# Instruction 1:
In the interview, how many bills does Trump say were passed?
# Instruction 2:
Reproduce the interview from "Trump: Yeah, I" up to and including "to the election.", replacing "miracles" with "wonders".

--- start Document section ---

D’Vorkin: So you’ve had pain points in business, obviously.
Trump: Well, I don’t know.
D’Vorkin: If you–
Trump: Pain points?
D’Vorkin: In other words, obstacles that you have to overcome.
Trump: Oh, sure. You always have obstacles.
D’Vorkin: So, if you take away the politics of being president, and what you’re trying to do with the economy, what are the obstacles that you are finding that you necessarily didn’t find in your business life?
Trump: Well, you have Congress. That’s a big obstacle in many cases. You have, in some cases, well-meaning people in Congress that truly feel strongly about something. And I understand that and actually don’t mind that. And then of course you have grandstanders and others that want to try and make a point or want to do something that really isn’t necessarily in the best interests of the country. And those people I fight. And what people don’t know is that I’ve had just about the most legislation passed of any president, in a nine-month period, that’s ever served. We had over 50 bills passed. I’m not talking about executive orders only, which are very important. I’m talking about bills. We’ve had a tremendous amount of legislation passed. Like VA accountability, which nobody could get passed. Meaning people are accountable now, because before you couldn’t do anything if you caught people who worked there doing very bad things. But many, many bills have been passed. And now we’re going for taxes. I will get health care. I’m one vote short of health care. I’ll get health care. And I think block-granting it back to the states is going to be a great thing to do. I think it’ll be great for the people. Smaller government, great for the people. They’ll be able to handle it better. But we’re one–
Lane: Are you talking about the Graham-Cassidy bill?
Trump: Yeah, I like it very much. I do. I like it. It’s block-granting. It’s granting the money back to the states.
Lane: Right, right.
Trump: And you have a smaller form of government that’s going to be able to do–if they do a proper job–that will be able to do. There are certain states where they are very well run. And I could name them. I could name certain states where they really–they will do miracles with that money, in terms of health care. It’ll be far better than it is. Because Obamacare has failed, badly. So I’m working on that now. But we actually, I would say, I either have the votes or I’m one vote short. And I believe we’ll get health care done sometime prior to the election.
Lane: With Obamacare, until you come up with something different, don’t you feel there’s a lot of things going on with Obamacare right now, where, don’t you feel you need, as CEO of America, an obligation to make it run as good as it can while it’s still the law of the land?

--- end Document section ---
--- start Record extracts ---

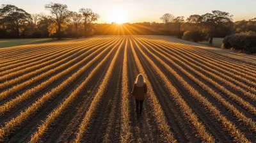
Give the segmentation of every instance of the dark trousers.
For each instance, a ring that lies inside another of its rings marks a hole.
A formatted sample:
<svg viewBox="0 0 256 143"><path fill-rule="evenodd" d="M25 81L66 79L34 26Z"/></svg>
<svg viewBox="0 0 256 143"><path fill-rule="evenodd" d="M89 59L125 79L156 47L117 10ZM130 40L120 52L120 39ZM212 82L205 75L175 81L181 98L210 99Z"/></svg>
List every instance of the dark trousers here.
<svg viewBox="0 0 256 143"><path fill-rule="evenodd" d="M141 113L142 113L142 107L143 107L143 100L136 100L136 113L137 115L141 116ZM139 112L139 109L140 109L140 112Z"/></svg>

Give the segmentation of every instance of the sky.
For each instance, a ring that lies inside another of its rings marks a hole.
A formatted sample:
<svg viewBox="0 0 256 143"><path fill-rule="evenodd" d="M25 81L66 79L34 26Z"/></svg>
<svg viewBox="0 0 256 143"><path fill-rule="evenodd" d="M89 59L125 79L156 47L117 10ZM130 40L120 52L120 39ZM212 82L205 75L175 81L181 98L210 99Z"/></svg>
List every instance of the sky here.
<svg viewBox="0 0 256 143"><path fill-rule="evenodd" d="M31 14L49 14L44 6L51 2L67 4L72 11L92 8L100 16L97 23L111 23L116 20L114 17L124 17L122 21L130 23L161 22L159 18L166 13L186 19L211 10L228 12L234 21L256 17L256 0L1 0L0 4L15 5Z"/></svg>

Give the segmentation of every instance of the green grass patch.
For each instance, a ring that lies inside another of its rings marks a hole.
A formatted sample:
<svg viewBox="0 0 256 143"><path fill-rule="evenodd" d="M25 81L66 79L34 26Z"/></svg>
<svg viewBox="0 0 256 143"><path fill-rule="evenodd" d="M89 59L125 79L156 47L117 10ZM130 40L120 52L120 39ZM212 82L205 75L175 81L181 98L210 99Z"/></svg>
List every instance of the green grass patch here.
<svg viewBox="0 0 256 143"><path fill-rule="evenodd" d="M220 48L222 45L222 41L223 40L223 39L224 38L214 38L212 41L212 46ZM209 40L198 41L198 43L209 45Z"/></svg>
<svg viewBox="0 0 256 143"><path fill-rule="evenodd" d="M68 39L63 39L65 40ZM0 48L10 47L13 46L19 46L29 44L43 43L46 42L52 42L60 41L59 40L52 38L33 38L33 39L0 39Z"/></svg>

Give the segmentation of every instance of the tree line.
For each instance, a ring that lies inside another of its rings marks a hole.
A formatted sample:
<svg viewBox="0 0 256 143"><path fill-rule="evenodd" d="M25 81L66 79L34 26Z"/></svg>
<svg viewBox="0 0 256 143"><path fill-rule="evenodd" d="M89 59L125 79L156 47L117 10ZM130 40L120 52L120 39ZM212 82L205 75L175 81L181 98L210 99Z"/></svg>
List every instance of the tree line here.
<svg viewBox="0 0 256 143"><path fill-rule="evenodd" d="M78 12L68 10L66 4L45 4L51 15L29 14L12 4L0 8L0 38L86 37L93 22L100 17L90 8ZM82 32L83 31L83 32Z"/></svg>
<svg viewBox="0 0 256 143"><path fill-rule="evenodd" d="M0 38L81 38L92 34L158 34L173 35L198 41L214 37L225 37L232 33L256 31L256 18L233 22L229 13L213 10L202 15L175 17L165 13L162 23L137 22L117 24L93 23L100 17L90 8L71 11L65 4L45 5L51 15L29 14L11 4L0 8Z"/></svg>

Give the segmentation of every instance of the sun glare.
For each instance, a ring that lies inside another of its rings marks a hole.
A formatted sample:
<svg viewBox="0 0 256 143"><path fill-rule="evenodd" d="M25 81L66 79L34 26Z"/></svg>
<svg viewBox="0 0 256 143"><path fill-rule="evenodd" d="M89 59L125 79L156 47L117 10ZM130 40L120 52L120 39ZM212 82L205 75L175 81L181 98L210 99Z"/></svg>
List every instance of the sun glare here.
<svg viewBox="0 0 256 143"><path fill-rule="evenodd" d="M127 13L122 10L113 10L110 15L111 22L114 22L117 24L123 24L127 22Z"/></svg>

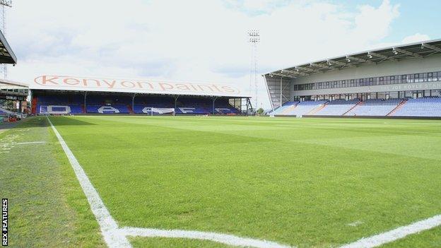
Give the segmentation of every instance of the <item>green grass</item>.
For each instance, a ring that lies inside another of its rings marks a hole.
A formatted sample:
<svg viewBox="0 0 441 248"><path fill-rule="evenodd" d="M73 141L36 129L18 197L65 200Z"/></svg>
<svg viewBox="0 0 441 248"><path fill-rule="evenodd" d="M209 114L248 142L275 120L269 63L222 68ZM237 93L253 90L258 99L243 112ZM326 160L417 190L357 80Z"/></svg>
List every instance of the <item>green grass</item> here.
<svg viewBox="0 0 441 248"><path fill-rule="evenodd" d="M122 116L51 120L119 226L335 247L441 213L439 121ZM59 146L54 149L62 155ZM71 169L65 160L61 164L63 170L54 173L71 179ZM78 202L67 205L73 214L81 210L88 216L83 217L88 224L80 227L91 228L93 217L78 206L85 201L75 186L71 191ZM59 190L68 199L73 195ZM348 225L353 223L360 224ZM435 228L384 247L439 247L440 232ZM94 246L94 241L81 240ZM130 240L135 247L226 247L182 239Z"/></svg>
<svg viewBox="0 0 441 248"><path fill-rule="evenodd" d="M9 246L102 247L88 203L44 117L0 134L0 194L9 200ZM38 144L18 144L43 141Z"/></svg>

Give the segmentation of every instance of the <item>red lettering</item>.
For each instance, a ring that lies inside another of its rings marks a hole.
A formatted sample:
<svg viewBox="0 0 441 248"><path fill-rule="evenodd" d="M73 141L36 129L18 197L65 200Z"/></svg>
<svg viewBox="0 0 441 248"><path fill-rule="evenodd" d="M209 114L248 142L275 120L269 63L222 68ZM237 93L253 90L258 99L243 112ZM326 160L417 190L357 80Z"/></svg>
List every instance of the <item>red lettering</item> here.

--- end Record extracts ---

# Worked answer 1:
Over 50 bills.

# Worked answer 2:
Trump: Yeah, I like it very much. I do. I like it. It’s block-granting. It’s granting the money back to the states.
Lane: Right, right.
Trump: And you have a smaller form of government that’s going to be able to do–if they do a proper job–that will be able to do. There are certain states where they are very well run. And I could name them. I could name certain states where they really–they will do wonders with that money, in terms of health care. It’ll be far better than it is. Because Obamacare has failed, badly. So I’m working on that now. But we actually, I would say, I either have the votes or I’m one vote short. And I believe we’ll get health care done sometime prior to the election.